- _DIRECTIVES_:
A) In the article about Mori's move to Everton, why did Mori's family move to Texas in 2001?
B) Mark each statement (i), (ii) and (iii) yes or no according to the article about Mori's move to Everton, and quote the words of the article that decide it. (i) Everton paid a reported £9.5m for Mori. (ii) Boselli scored several league goals for Wigan. (iii) Boselli went out on loan three times before leaving Wigan.

Vickery knows a fair bit about South American football having been based in Brazil for 21 years and has seen a number of players make the big move to Europe.
Back in August, when Everton had shelled out a reported £9.5m for River Plate defender Mori, Vickery expressed his reservations about the transfer.
Vickery feared that Mori would struggle to adapt to the pace of the English game, citing another South American import, Mauro Boselli, who flopped at Wigan after being bought by a certain Roberto Martinez.
Vickery said he had warned another Premier League manager against signing Boselli, who cost Wigan in the region of £6.5m in 2010 but would fail to score a league goal for the club, eventually leaving in 2013 after going out on loan three times.
A number of South American defenders have also struggled to adapt to the Premier League, including Santiago Vergini, Bruno Uvini, Federico Fazio and Gabriel Paletta.
When you look at it like that Vickery was perhaps right to voice some concern about the move.
It was certainly a risk by Martinez to spend such a large sum of money on Mori given the track record of his South America predecessors. But his early performances suggests it has paid off.
The 24-year-old has not looked out of place in the Toffees backline, showing signs that he is already getting to grips with the English game.
The fact he can speak fluent English is certainly helped him settle in - Mori's family moved to Texas in 2001 after the Argentine economy collapsed.
Vickery said in the summer that predicting the success of transfer is not an exact science and, when some Everton supporters criticised him for being so negative, he expressed his desire for Mori to prove him wrong and be a success at Goodison Park.

- _INFORMATION GIVEN_:

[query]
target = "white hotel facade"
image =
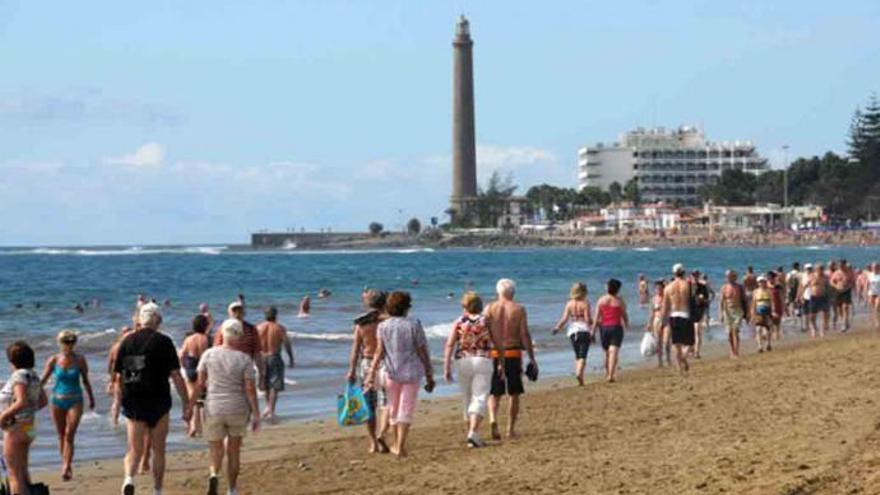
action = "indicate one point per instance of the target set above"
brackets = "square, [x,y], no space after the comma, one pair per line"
[669,165]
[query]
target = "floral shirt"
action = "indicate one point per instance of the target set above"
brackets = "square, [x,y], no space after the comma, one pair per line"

- _RESPONSES IN ORDER_:
A) They moved after the Argentine economy collapsed.

B)
(i) Yes: "Everton had shelled out a reported £9.5m for River Plate defender Mori"
(ii) No: "would fail to score a league goal for the club"
(iii) Yes: "eventually leaving in 2013 after going out on loan three times"